PROBLEMS TO WORK ON:
• a. List the username of every distinct member who posted in the forum thread about transferring photos, naming each only once.
• b. Carry the forum thread about moving photos from a camera to a tablet forward, starting right after its final post.

EXTRACT PROVIDED:
** BEGIN **

# Transferring photos



## chocko (Nov 9, 2008)

How can I transfer photo's from my Nikon D90 to my Samsung tablet .large memory card in camera.I do not have computer.





Any Ideas please.


----------



## Davey P (Sep 9, 2010)

I think you will need a transfer cable with HDMI at one end and Samsung connector on the other. Be careful though, Samsung have changed their connector in recent years for one that is symmetrical, and can be fitted either way. Yours looks like the older style, which only fits one way round.

Alternatively, if you've already got a USB cable that fits the Samsung, you might be able to get a USB to HDMI converter.

Ebay or Amazon would be my 1st port of call. Good luck anyway :thumbsup:


----------



## chocko (Nov 9, 2008)

Thanks


----------



## al_kaholik (May 22, 2018)

I expect its the proprietary Nikon USB lead you'll need, and probably a micro USB (tablet) to USB A on the go adapter.

I don't think HDMI will work.

EDIT: wrong manufacturer - IDIOT


----------



## jsud2002 (Nov 7, 2015)

Would something like these work ?

** END **

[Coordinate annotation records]
** BEGIN **

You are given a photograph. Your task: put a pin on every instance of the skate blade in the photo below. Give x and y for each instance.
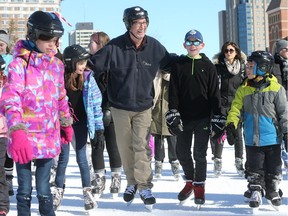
(273, 206)
(149, 207)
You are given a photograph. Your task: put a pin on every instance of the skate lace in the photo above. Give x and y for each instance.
(130, 189)
(146, 193)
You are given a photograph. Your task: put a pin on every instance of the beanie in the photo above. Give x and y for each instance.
(5, 38)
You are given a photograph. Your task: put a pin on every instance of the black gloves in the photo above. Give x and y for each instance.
(217, 126)
(173, 121)
(99, 140)
(285, 139)
(231, 133)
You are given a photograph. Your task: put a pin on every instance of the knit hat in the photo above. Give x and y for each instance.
(5, 38)
(281, 44)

** END **

TASK-BY-TASK RESULTS:
• a. chocko, Davey P, al_kaholik, jsud2002

• b.
That way you should be able to access the memory card direct from your tablet ?


----------



## Roy (Feb 23, 2003)

Eye-Fi card
Using an Eye-Fi card inside a digital camera, one could wirelessly and automatically upload digital photos to a local computer or a mobile device such as a smartphone or tablet computer.


----------



## al_kaholik (May 22, 2018)

Roy said:


> Eye-Fi card
> Using an Eye-Fi card inside a digital camera, one could wirelessly and automatically upload digital photos to a local computer or a mobile device such as a smartphone or tablet computer.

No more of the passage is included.